Segment Open
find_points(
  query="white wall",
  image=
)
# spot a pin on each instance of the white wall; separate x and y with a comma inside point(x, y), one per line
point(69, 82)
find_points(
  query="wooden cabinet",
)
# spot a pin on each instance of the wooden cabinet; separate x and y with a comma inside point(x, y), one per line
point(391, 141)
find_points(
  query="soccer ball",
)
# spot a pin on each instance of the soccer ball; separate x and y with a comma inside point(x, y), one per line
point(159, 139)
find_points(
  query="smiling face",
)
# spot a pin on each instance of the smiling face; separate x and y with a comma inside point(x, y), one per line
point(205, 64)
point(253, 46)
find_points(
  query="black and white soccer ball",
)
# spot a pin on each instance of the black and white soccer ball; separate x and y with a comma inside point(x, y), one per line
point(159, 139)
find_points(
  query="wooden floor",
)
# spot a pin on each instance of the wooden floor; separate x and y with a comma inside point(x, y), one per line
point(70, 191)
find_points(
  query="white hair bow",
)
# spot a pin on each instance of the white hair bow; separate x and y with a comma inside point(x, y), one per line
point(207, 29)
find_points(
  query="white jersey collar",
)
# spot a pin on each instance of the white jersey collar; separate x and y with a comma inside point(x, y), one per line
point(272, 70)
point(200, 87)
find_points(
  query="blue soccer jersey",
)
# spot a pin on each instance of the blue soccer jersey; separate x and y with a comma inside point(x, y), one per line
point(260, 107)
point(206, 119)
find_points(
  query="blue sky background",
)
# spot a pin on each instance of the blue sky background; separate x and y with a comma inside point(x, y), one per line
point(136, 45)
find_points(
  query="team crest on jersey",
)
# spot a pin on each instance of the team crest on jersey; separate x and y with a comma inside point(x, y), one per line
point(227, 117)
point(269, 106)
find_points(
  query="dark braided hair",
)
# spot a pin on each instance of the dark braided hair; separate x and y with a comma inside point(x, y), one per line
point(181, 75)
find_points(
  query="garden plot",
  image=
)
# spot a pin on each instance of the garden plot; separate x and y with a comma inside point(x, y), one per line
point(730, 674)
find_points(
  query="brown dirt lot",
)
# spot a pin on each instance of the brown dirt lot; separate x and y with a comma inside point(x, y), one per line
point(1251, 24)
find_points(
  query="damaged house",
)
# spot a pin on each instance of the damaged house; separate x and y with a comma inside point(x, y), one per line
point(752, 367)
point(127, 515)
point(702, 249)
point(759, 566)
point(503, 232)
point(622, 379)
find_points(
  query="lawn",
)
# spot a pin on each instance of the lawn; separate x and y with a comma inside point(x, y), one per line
Segment Closed
**Task instructions**
Reproduce the material in full, keeping every line exactly as given.

**Answer section**
find_points(
  query="white wall",
  image=
)
# spot a pin on each instance of the white wall; separate x and y with a comma inside point(x, y), one per line
point(69, 82)
find_points(
  query="wooden cabinet",
)
# spot a pin on each instance of the wooden cabinet; separate x and y with a comma inside point(x, y), one per line
point(391, 141)
find_points(
  query="soccer ball",
)
# spot a pin on each instance of the soccer ball; separate x and y with a comma inside point(x, y), one per line
point(159, 139)
find_points(
  query="smiling face",
)
# spot a pin on each instance of the smiling face; separate x and y with a comma inside point(x, y), one per line
point(205, 64)
point(253, 46)
find_points(
  query="black and white soccer ball",
)
# spot a pin on each instance of the black and white soccer ball; separate x and y with a comma inside point(x, y), one per line
point(159, 139)
find_points(
  query="wooden floor",
)
# spot a pin on each instance of the wooden floor; separate x and y with a comma inside point(x, y), one per line
point(70, 191)
find_points(
  query="white hair bow",
)
# spot a pin on each instance of the white hair bow; separate x and y with a comma inside point(x, y), one per line
point(207, 29)
find_points(
  query="white jersey collar",
)
# spot a pin on each instance of the white jersey collar; separate x and y with a comma inside point(x, y), one per line
point(272, 70)
point(200, 87)
find_points(
  query="blue soccer jersey",
)
# spot a pin on each instance of the blue soccer jersey; separate x and y with a comma inside point(x, y), one per line
point(260, 107)
point(206, 119)
find_points(
  query="blue sky background",
)
# spot a pin on each instance of the blue sky background; separate x and y with a comma inside point(x, y), one per line
point(136, 45)
find_points(
  query="team crest on jersey",
)
# spot a pin on each instance of the team crest on jersey; separate x and y with a comma inside point(x, y), one per line
point(227, 117)
point(269, 106)
find_points(
  query="dark braided hair",
)
# spot a pin on each instance of the dark braided hair; separate x and y with a comma inside point(x, y), one per line
point(181, 75)
find_points(
  query="garden plot",
  image=
)
# spot a pin on each instance of the garden plot; separate x and y with a comma inside point(x, y), one per line
point(730, 674)
find_points(
  query="brown dirt lot",
)
# spot a pin on each instance of the brown dirt lot; separate x and y with a comma inside point(x, y), one per line
point(1251, 24)
find_points(
  query="damaged house",
)
# spot a pin on each instance of the damaged house; separate x and y with a comma inside point(x, y), one per line
point(752, 367)
point(127, 515)
point(702, 249)
point(759, 566)
point(503, 232)
point(622, 379)
find_points(
  query="lawn",
)
# spot a pin on each instance of the lawn; separate x and y with a comma inside point(x, y), one per line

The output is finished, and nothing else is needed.